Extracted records
>>>

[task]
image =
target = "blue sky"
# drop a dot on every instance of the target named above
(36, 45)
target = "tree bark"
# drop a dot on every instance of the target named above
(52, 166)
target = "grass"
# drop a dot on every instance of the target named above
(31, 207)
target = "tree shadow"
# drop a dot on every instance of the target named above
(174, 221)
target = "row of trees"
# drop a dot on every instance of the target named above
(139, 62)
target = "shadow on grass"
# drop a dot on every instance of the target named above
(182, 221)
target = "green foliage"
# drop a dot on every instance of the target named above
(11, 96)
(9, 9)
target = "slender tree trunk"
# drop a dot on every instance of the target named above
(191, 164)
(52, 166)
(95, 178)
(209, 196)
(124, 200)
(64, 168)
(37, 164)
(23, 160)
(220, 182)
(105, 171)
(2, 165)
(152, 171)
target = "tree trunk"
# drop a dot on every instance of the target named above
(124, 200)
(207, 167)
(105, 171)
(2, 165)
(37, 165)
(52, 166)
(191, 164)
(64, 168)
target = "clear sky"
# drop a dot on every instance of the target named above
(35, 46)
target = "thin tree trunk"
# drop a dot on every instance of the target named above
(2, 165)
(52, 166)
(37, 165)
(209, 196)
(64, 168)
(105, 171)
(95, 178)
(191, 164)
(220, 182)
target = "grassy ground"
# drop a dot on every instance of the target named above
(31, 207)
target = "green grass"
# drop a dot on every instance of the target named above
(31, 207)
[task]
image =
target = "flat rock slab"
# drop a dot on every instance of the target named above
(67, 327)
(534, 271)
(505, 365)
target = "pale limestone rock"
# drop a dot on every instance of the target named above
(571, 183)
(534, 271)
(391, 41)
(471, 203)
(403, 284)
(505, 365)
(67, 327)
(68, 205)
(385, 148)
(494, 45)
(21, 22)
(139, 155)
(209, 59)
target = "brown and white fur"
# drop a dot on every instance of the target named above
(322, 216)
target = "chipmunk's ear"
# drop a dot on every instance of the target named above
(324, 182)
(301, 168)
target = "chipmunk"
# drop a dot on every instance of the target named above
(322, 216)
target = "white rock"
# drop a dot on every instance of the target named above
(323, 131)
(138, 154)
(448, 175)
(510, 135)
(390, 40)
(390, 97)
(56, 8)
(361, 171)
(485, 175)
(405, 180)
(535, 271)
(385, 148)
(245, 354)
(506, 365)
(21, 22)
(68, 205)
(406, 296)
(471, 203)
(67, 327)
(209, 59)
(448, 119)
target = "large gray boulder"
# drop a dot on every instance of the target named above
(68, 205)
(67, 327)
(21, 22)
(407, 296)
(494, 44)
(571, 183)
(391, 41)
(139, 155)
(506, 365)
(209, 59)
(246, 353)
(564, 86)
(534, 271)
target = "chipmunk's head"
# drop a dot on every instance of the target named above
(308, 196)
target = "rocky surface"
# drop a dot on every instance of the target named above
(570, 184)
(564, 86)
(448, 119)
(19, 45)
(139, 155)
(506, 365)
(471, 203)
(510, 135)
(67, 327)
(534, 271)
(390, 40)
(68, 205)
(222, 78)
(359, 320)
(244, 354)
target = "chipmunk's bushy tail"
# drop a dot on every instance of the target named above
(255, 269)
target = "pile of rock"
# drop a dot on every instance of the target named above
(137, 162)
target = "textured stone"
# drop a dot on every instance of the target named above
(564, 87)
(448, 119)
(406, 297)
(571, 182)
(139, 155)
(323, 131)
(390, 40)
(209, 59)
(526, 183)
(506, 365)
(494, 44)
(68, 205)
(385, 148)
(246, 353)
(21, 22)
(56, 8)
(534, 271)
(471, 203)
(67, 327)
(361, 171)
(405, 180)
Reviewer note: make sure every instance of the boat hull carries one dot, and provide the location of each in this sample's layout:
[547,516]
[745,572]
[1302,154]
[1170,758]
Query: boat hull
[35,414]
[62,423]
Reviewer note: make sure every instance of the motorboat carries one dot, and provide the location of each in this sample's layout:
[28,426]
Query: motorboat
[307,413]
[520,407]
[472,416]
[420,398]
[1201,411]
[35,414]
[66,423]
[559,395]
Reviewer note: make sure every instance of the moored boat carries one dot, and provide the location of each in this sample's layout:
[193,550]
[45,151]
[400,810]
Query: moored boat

<<<

» REQUIRED ACTION
All of the lines above that carry the string "chipmunk" need to be found and copied.

» WORKED SOLUTION
target = "chipmunk's ear"
target = "chipmunk"
target = "chipmunk's head"
target = "chipmunk's bushy tail"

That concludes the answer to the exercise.